**Given exercise:**
Every record below should be transcribed exactly. Omit the images.

Dataset rows on where objects appear
▼▼▼
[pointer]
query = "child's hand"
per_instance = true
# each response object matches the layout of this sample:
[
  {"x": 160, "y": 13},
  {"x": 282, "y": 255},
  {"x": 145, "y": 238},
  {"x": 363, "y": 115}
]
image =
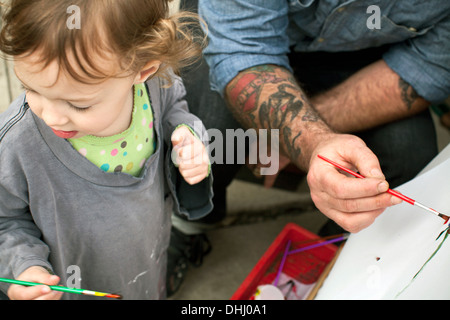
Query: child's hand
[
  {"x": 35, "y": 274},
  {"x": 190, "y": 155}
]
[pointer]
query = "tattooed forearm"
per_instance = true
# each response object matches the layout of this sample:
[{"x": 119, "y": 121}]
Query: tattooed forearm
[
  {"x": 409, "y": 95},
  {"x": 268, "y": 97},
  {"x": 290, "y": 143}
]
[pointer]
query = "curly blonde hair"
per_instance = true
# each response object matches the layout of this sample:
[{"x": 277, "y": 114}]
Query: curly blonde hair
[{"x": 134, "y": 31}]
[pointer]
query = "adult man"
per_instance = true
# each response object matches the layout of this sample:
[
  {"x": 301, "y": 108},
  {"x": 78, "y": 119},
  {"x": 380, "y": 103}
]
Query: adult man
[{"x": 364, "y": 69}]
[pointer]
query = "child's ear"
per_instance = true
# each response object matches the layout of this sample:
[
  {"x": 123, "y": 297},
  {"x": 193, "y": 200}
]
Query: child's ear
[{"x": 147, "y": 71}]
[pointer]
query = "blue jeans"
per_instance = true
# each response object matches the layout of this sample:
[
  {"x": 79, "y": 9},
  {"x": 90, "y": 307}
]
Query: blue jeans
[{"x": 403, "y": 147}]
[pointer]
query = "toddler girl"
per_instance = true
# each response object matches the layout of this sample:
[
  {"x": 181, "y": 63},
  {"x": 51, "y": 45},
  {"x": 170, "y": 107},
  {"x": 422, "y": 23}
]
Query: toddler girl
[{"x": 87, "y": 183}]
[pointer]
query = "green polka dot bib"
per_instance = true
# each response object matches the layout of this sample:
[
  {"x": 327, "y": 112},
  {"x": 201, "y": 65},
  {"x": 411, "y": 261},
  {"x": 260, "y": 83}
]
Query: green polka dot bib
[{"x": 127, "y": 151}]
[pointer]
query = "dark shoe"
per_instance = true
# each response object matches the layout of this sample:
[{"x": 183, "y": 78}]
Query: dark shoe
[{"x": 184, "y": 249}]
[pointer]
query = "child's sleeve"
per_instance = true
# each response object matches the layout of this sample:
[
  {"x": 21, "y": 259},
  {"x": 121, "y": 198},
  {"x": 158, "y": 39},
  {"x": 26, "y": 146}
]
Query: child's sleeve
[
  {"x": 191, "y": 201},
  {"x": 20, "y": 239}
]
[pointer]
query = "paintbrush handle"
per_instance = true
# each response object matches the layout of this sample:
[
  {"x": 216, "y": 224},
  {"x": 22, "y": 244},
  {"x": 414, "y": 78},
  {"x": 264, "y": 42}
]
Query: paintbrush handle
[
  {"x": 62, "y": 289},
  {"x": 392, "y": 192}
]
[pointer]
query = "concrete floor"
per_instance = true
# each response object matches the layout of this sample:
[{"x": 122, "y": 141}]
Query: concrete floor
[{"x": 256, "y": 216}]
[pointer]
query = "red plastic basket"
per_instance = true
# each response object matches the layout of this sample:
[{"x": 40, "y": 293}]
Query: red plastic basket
▲▲▲
**Task output:**
[pointer]
query = "child's hand"
per_instance = true
# each response object matches the layout of this sample:
[
  {"x": 160, "y": 13},
  {"x": 282, "y": 255},
  {"x": 145, "y": 238},
  {"x": 363, "y": 115}
]
image =
Query: child's hand
[
  {"x": 35, "y": 274},
  {"x": 190, "y": 155}
]
[pointer]
query = "tattooed forearm"
per_instance = true
# each response object matches the layout of this sample:
[{"x": 119, "y": 121}]
Query: tattooed forearm
[
  {"x": 409, "y": 95},
  {"x": 268, "y": 97},
  {"x": 290, "y": 143}
]
[pointer]
query = "curly blonde hair"
per_instance = true
# each response object matches the layout of this sample:
[{"x": 277, "y": 114}]
Query: curly blonde hair
[{"x": 134, "y": 31}]
[pointer]
query = "adult man"
per_instance = true
# each response object matches the layout of this sample:
[
  {"x": 301, "y": 108},
  {"x": 78, "y": 119},
  {"x": 380, "y": 103}
]
Query: adult man
[{"x": 364, "y": 69}]
[pointer]
query = "child's ear"
per_instance = true
# each response object matches the layout of this sample:
[
  {"x": 123, "y": 297},
  {"x": 193, "y": 200}
]
Query: child's ear
[{"x": 147, "y": 71}]
[pointer]
query = "blue jeans"
per_instance = true
# each response object matches the layout of this sample:
[
  {"x": 79, "y": 9},
  {"x": 90, "y": 307}
]
Query: blue jeans
[{"x": 403, "y": 147}]
[pointer]
query = "toddler girl"
per_instance = true
# each response object matches the layout of this sample:
[
  {"x": 181, "y": 63},
  {"x": 51, "y": 45},
  {"x": 170, "y": 107},
  {"x": 422, "y": 23}
]
Query: toddler girl
[{"x": 87, "y": 183}]
[pointer]
query = "green polka dot bib"
per_instance = true
# each response object matches the layout of this sample:
[
  {"x": 327, "y": 112},
  {"x": 201, "y": 65},
  {"x": 411, "y": 261},
  {"x": 260, "y": 83}
]
Query: green polka dot bib
[{"x": 127, "y": 151}]
[pointer]
query = "dark shoe"
per_instance = true
# each response object matches the layout of this sample:
[{"x": 183, "y": 78}]
Query: dark shoe
[{"x": 184, "y": 249}]
[pointer]
query = "child's sleeve"
per_instance = true
# each response object matches the layout of this sample:
[
  {"x": 21, "y": 259},
  {"x": 121, "y": 198},
  {"x": 158, "y": 39},
  {"x": 26, "y": 146}
]
Query: child's sleeve
[
  {"x": 191, "y": 201},
  {"x": 20, "y": 239}
]
[pointer]
query = "paintbrush handle"
per_instance = true
# each response object matches the layout of this sample:
[
  {"x": 216, "y": 224},
  {"x": 22, "y": 244},
  {"x": 414, "y": 78},
  {"x": 264, "y": 42}
]
Query: paintbrush handle
[
  {"x": 62, "y": 289},
  {"x": 392, "y": 192}
]
[pointer]
query = "concrete floor"
per_instance = true
# each response object matches the layout of this sample:
[{"x": 122, "y": 141}]
Query: concrete floor
[{"x": 256, "y": 216}]
[pointer]
query = "red plastic basket"
per_instance = true
# each response object matches the layout of this sample:
[{"x": 40, "y": 293}]
Query: red plastic basket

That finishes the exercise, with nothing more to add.